» **Quoted text**
# Anyone for Nespresso? (original thread)



## Osh (Jun 15, 2010)

I hope I'm not gonna be lynched for this, but here goes...

Just returned home from a holiday abroad, where my host is a big lover of Nespresso coffee. He is a busy man, with a full schedule, but enjoys and appreciates good coffee.

Up until this trip I have never used or drunk a Nespresso, and my opinion of it was tainted by being a "coffee snob".

But was I surpised with the results it produced! It cannot compare (obvioulsly:act-up, to the real thing, but it makes a really smooth drink. The flavours are quite muted but it comes together very nicely. I was expecting a nasty sour or bitter coffee, but it was extremely palatable.

To add to that, the ease of use is amazing, for someone who doesn't have the time, or can't be bothered for the kerfuffle of grinding, dosing, etc.. and cleaning.

The machines look really nice, and this particular one was extremely quiet, and practical to fill and empty.

The only drawback are the running costs as the capsules are pricey. There are alternative capsule refills out there, such as NexPod. Also, as the capsules only hold around 5.5g of coffee, you're not gonna get a very large shot from it.


----------



## FurryCup (Jun 10, 2010)

Ok! what have you done with the real Osh? Let him go or have you just hacked his account?


----------



## Osh (Jun 15, 2010)

It must have been one of the bugs that came with the upgrade.

Glenn, can you please fix it..?!


----------



## Glenn (Jun 14, 2008)

I might be good, but I can't perform miracles


----------



## ChiarasDad (Mar 21, 2010)

Osh, I'm with you. Nespresso makes a good-tasting cup every time, and it's what I recommend to any friend who I'm not convinced is really, truly signed up for the whole business of buying fresh, grinding fresh, and the bit of learning, cleaning and maintenance that goes into making espresso and espresso-based drinks as we on this forum know them.

» **Data block**
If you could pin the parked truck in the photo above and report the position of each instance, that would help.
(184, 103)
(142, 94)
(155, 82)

» **Given task**
Quote the coffee thread's text exactly, from "Up until this" up to and including "was extremely palatable.".

» **Task answer**
Up until this trip I have never used or drunk a Nespresso, and my opinion of it was tainted by being a "coffee snob".

But was I surpised with the results it produced! It cannot compare (obvioulsly:act-up, to the real thing, but it makes a really smooth drink. The flavours are quite muted but it comes together very nicely. I was expecting a nasty sour or bitter coffee, but it was extremely palatable.